#62 OUTPOST Members’ Show 2009

1 December - 17 January 2010

6 Solo Shows selected by Ryan Gander and Rebecca May Marston.

Jacqueline Bebb / Karen Cunningham / Ben Dawson / Mike Goddard / Simon Newby / Matthew Richardson

***Jacqueline Bebb***

***Jacqueline Bebb***

A conversation between Sam Jeffery, Ryan Gander and Rebecca May Marston

Sam Jeffery: An obvious point on which to start would be your decision to change the regular monthly show format, on which the OUTPOST programme generally operates, to a quite different, six week, six show system. This provides a completely new dynamic to the Members Show. How did you arrive at this format/decision?

Rebecca May Marston: You asked us to select this show on the basis of our having organised Associates gallery, so we thought we'd parallel its format (of 12 month-long solo shows for young artists who'd benefit from the opportunity a solo show provides). We wanted to give 6 artists a solo show, to document each and show the images at the end for a big closing party. The format also energises the seasonal lull, we hope...

Ryan Gander: Yes, and group shows are about artists making works; solo shows are about artists making exhibitions; and retrospectives are about artists making a practice. The greater it gets the harder it gets. We thought it would be better to give 6 people something hard to do than 25 people something easy.  It would be like turning it up a bit.

GIVEN DATA:
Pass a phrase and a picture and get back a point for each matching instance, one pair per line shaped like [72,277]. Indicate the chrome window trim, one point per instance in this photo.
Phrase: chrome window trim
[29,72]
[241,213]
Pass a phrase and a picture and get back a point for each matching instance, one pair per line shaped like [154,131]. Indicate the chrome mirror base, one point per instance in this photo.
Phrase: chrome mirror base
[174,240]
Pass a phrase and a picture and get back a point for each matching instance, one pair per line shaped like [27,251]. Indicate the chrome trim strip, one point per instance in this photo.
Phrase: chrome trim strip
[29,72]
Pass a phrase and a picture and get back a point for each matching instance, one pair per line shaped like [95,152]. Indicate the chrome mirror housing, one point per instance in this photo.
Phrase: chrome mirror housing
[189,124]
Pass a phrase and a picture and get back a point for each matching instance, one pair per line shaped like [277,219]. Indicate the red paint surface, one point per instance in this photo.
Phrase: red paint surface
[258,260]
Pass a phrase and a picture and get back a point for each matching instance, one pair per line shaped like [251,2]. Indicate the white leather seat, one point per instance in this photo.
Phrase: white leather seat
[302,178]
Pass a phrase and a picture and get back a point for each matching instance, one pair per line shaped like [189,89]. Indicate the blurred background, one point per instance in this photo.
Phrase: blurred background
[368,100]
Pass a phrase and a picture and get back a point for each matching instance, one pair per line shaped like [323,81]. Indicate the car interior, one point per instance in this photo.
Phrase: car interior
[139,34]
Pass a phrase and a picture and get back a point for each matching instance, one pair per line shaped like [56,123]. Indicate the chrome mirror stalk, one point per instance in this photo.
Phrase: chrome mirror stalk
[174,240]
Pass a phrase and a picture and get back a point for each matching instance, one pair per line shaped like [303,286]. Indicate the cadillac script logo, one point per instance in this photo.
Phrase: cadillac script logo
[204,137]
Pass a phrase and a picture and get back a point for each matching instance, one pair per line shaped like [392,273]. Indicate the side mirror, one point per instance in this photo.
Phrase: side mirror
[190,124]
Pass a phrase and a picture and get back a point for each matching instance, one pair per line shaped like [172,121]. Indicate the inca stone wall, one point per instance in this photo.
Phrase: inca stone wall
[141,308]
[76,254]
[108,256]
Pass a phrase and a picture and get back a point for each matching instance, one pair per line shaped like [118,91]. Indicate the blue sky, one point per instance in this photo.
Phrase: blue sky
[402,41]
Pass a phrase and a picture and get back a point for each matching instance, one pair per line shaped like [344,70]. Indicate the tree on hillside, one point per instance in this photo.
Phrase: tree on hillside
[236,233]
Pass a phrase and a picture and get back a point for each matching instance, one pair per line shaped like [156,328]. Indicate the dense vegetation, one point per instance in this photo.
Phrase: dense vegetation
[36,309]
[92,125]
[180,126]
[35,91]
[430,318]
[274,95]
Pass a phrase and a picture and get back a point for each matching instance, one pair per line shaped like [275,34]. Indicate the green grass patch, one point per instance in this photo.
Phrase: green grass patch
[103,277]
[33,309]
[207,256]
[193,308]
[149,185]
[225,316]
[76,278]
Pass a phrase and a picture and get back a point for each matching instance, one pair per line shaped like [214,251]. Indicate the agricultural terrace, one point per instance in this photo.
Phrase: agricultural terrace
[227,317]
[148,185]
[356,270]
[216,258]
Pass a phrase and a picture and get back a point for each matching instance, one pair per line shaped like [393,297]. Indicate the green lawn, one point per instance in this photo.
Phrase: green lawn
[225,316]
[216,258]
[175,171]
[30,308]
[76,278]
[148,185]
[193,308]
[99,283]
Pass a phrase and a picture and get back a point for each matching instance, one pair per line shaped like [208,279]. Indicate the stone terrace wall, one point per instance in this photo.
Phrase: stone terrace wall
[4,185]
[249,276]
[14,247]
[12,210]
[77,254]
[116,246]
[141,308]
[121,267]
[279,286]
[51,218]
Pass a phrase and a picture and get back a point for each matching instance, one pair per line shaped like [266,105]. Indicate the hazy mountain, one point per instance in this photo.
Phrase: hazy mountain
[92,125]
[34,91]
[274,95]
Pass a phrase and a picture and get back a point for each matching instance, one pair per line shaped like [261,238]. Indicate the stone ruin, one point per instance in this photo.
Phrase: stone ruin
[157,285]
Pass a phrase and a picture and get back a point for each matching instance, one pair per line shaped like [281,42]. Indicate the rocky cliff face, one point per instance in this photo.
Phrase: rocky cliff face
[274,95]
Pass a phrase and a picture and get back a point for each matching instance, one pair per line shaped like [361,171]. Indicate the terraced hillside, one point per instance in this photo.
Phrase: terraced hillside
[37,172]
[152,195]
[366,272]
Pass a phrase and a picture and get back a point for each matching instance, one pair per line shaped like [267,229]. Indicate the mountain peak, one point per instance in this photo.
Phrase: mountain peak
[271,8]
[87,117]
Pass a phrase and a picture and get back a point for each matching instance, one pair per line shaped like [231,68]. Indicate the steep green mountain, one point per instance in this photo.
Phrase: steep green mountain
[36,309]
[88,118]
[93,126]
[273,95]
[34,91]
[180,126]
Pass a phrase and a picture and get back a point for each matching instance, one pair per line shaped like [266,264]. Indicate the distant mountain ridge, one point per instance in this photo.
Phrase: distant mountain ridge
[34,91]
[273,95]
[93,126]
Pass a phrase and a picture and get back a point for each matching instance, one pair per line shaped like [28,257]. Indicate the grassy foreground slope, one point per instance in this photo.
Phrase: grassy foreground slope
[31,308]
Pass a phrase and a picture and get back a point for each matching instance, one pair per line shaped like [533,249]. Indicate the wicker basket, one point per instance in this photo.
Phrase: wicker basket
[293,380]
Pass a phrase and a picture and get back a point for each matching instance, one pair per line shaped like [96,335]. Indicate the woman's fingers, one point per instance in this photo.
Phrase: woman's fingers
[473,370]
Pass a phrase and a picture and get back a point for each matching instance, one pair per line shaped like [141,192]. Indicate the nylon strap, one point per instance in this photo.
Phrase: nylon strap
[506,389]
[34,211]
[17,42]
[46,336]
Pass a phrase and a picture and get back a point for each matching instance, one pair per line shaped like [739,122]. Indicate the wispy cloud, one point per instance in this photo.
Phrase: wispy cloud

* * *

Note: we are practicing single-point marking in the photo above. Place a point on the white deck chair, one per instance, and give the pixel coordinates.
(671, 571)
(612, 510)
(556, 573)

---

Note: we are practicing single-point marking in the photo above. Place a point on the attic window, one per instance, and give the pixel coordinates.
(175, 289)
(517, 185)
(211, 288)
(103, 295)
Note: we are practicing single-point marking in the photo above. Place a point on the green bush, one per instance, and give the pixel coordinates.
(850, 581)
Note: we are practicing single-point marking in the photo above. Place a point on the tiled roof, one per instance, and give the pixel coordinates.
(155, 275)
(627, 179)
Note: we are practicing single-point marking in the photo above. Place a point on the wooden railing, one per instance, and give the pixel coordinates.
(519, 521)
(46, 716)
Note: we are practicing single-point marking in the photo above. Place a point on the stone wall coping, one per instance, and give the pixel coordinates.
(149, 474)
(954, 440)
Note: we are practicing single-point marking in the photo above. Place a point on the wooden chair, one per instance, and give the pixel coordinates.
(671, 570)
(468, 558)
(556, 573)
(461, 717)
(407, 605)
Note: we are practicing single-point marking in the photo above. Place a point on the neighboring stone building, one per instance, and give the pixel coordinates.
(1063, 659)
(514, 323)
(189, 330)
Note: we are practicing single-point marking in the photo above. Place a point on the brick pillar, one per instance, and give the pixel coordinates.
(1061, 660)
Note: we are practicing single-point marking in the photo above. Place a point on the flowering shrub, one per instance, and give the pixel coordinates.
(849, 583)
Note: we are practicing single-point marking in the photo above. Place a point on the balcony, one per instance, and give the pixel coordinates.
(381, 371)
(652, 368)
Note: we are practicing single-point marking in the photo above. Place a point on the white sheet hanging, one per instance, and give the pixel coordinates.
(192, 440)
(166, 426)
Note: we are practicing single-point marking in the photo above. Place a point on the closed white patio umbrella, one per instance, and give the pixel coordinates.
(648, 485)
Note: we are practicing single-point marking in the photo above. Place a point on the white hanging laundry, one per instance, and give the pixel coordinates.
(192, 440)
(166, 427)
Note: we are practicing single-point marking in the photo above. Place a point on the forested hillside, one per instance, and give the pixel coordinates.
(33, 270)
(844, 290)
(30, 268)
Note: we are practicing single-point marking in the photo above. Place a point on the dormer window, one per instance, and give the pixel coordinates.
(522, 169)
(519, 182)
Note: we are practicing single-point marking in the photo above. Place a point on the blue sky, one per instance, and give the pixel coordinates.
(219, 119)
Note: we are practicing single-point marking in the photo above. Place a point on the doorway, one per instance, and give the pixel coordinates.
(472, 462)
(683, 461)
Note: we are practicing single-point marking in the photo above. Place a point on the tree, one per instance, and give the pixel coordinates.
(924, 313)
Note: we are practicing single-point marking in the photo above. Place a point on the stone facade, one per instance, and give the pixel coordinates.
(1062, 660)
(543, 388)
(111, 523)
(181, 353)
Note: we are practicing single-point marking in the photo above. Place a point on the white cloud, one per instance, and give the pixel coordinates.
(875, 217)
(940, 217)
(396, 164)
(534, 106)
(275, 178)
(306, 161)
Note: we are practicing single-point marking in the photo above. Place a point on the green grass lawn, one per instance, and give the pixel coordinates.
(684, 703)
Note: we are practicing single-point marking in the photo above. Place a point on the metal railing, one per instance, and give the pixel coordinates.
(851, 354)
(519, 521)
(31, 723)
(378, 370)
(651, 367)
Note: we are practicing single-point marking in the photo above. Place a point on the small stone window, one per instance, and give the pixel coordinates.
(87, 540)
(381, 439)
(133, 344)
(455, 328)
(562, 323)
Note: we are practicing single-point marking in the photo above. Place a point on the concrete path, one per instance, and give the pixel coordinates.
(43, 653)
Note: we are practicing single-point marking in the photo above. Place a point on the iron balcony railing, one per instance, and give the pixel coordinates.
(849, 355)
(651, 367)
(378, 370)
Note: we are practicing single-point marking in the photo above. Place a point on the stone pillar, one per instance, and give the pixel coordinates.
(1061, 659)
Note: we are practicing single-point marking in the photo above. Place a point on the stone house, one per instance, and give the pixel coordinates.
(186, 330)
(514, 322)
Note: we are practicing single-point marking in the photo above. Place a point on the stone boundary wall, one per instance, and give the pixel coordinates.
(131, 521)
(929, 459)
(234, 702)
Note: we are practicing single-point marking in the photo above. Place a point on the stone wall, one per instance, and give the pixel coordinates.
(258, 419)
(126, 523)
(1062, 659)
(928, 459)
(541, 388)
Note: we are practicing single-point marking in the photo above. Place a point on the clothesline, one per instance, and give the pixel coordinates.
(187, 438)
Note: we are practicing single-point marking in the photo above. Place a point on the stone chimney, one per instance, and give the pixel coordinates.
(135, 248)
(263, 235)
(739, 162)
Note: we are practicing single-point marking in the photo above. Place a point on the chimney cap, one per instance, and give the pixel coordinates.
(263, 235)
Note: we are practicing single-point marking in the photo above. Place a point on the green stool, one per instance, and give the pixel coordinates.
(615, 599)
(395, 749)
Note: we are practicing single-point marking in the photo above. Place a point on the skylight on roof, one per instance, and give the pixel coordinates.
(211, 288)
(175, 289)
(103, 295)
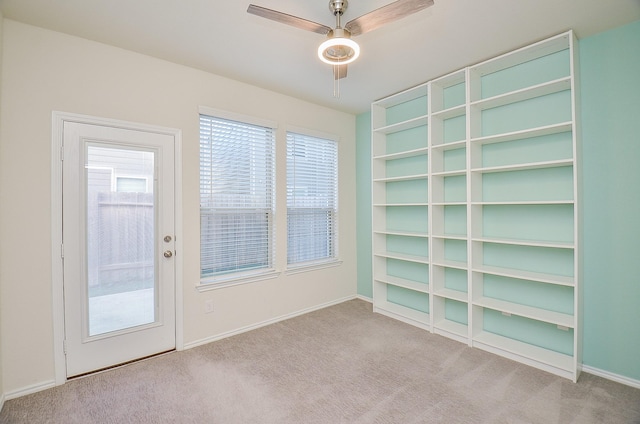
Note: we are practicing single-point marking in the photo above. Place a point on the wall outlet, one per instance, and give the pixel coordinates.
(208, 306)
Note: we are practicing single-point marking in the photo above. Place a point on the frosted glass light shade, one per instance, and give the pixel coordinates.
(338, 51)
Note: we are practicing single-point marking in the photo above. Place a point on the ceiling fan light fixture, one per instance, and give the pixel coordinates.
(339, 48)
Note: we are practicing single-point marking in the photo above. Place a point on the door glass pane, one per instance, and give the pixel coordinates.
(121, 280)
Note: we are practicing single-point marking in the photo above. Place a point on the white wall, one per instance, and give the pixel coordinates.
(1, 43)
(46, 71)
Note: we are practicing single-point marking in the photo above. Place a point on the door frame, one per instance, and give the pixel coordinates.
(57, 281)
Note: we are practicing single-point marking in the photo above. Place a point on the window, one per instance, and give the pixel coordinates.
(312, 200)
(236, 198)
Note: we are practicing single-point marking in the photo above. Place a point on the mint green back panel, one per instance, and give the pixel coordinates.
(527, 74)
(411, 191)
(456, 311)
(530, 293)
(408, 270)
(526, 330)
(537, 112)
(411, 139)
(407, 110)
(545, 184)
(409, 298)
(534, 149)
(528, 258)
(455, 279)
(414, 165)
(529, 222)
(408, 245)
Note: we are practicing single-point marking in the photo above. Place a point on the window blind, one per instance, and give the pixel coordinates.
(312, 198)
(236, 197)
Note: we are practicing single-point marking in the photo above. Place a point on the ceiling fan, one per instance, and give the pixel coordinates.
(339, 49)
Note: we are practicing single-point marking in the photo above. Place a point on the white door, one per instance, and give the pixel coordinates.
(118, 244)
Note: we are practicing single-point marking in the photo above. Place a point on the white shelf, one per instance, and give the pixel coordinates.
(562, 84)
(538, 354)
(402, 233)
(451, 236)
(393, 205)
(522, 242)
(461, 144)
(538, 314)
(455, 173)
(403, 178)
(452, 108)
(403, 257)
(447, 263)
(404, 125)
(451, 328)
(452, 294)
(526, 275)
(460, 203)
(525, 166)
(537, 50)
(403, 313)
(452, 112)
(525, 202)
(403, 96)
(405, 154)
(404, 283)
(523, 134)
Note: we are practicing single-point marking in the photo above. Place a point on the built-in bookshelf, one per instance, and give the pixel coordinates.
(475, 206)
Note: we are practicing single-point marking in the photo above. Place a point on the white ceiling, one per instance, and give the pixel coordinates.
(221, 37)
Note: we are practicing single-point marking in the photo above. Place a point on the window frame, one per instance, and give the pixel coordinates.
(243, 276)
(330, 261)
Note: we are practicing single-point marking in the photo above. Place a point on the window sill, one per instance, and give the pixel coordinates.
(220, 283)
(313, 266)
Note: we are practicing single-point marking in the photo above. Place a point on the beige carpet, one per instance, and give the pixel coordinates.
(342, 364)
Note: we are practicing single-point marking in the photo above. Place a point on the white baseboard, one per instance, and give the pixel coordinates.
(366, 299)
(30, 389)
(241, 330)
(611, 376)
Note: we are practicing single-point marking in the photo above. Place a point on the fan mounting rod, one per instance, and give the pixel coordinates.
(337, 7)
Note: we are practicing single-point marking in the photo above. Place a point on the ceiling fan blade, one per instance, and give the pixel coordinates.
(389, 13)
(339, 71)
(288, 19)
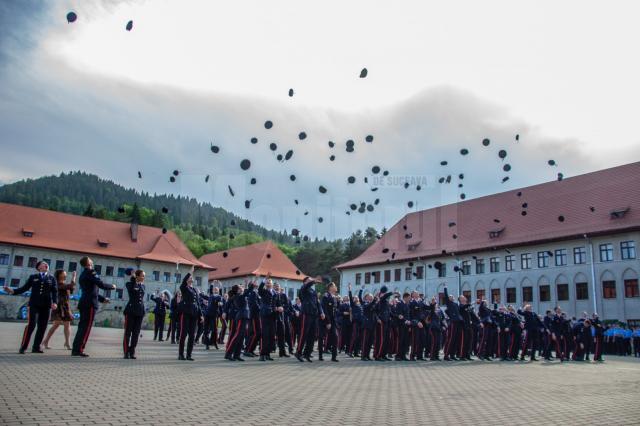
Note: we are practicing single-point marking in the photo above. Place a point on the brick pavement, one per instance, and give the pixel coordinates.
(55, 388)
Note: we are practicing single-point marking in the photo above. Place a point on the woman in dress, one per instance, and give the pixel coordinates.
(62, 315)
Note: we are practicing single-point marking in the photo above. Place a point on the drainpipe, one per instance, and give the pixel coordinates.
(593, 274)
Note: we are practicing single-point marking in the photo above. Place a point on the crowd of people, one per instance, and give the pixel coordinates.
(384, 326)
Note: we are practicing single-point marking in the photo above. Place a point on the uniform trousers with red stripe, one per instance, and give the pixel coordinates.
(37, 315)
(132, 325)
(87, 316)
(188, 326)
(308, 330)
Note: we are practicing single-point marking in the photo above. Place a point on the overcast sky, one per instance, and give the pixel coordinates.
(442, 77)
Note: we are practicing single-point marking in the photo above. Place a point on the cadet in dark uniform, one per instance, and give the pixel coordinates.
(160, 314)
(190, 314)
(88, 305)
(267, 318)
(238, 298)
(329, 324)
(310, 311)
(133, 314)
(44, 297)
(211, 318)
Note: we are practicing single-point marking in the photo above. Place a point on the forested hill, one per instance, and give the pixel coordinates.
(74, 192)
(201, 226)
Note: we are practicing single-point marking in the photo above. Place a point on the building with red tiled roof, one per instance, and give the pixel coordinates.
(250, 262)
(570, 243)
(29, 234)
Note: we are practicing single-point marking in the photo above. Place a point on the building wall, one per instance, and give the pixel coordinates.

PROBLEMS:
a. Answer these questions from the exhibition text:
(i) What dates does the show run?
(ii) Who selected the six solo shows?
(iii) According to Ryan Gander, what are solo shows about?
b. Please print the part of the exhibition text starting at "6 Solo Shows" and ending at "at this format/decision?".
The lines that come after the exhibition text are separate material.

ANSWERS TO THE TASKS:
a.
(i) 1 December - 17 January 2010
(ii) Ryan Gander and Rebecca May Marston
(iii) Artists making exhibitions

b.
6 Solo Shows selected by Ryan Gander and Rebecca May Marston.

Jacqueline Bebb / Karen Cunningham / Ben Dawson / Mike Goddard / Simon Newby / Matthew Richardson

***Jacqueline Bebb***

***Jacqueline Bebb***

A conversation between Sam Jeffery, Ryan Gander and Rebecca May Marston

Sam Jeffery: An obvious point on which to start would be your decision to change the regular monthly show format, on which the OUTPOST programme generally operates, to a quite different, six week, six show system. This provides a completely new dynamic to the Members Show. How did you arrive at this format/decision?